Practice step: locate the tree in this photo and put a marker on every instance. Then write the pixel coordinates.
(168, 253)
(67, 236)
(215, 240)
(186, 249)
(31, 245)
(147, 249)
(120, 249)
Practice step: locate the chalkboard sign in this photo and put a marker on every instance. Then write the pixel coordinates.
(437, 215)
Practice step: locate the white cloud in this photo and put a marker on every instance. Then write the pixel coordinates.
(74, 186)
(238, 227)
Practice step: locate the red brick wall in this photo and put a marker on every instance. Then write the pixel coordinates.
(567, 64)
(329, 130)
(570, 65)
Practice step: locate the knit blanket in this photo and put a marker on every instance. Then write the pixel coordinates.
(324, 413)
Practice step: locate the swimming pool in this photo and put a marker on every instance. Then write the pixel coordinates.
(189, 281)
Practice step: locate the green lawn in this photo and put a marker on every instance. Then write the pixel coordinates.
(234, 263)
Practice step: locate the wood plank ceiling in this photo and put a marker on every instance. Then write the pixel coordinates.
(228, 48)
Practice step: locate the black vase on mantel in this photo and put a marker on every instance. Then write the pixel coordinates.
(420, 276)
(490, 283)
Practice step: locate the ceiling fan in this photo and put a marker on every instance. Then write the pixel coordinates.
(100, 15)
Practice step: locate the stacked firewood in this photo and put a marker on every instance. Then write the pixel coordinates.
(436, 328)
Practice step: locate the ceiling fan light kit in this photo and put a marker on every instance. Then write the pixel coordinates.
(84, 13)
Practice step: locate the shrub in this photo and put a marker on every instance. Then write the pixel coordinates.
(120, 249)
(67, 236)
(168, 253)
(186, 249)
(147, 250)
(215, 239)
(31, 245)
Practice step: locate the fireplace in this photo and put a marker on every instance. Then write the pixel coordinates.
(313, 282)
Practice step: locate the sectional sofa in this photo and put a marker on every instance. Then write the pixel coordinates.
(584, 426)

- _What is needed_: Write the data out in full, matching every line exactly.

- _Answer for this exercise_:
Practice step: locate the tree in this photo and put a marker on every instance. Then write the pixel coordinates.
(168, 253)
(67, 236)
(215, 240)
(186, 249)
(31, 245)
(147, 249)
(120, 249)
Practice step: locate the chalkboard sign in this photo and put a marker on every instance. Then write the pixel coordinates.
(437, 215)
Practice step: locate the white cloud in this photo and put a marker on every instance. Then write the pixel coordinates.
(74, 186)
(238, 227)
Practice step: locate the red brick wall in this photo and put a marker on every instance. Then write the pixel coordinates.
(567, 64)
(329, 130)
(570, 65)
Practice step: locate the knit blanket in this photo and put a marker on every instance. Then write the pixel coordinates.
(324, 413)
Practice step: locate the swimming pool in this photo and put a marker on every instance. Then write the pixel coordinates.
(189, 281)
Practice step: locate the green lawn in this photo and put a marker on every instance. Then write the pixel coordinates.
(234, 263)
Practice step: locate the wood plank ceiling in this photo and put a marker on every instance. Then write the pixel coordinates.
(228, 48)
Practice step: locate the black vase on mantel in this photo and put a marker on every instance. Then write the pixel coordinates.
(420, 276)
(490, 283)
Practice step: locate the ceiling fan in this photo and put a marker on every instance. Then write the pixel coordinates.
(100, 15)
Practice step: locate the stacked firewood in this photo and put a marker on every instance. Then write the pixel coordinates.
(436, 328)
Practice step: locate the ceiling fan light kit in this photo and put a marker on every instance. Then write the pixel coordinates.
(84, 13)
Practice step: locate the shrub in this photo and put a marker on every instance. Then write the pixel coordinates.
(120, 249)
(67, 236)
(168, 253)
(186, 249)
(147, 250)
(215, 239)
(31, 245)
Practice step: locate the fireplace in this photo and put a marker on every instance. Then write the pixel coordinates.
(313, 282)
Practice step: locate the sectional sofa in this photo and put a marker on every instance. Then write the pixel coordinates.
(584, 426)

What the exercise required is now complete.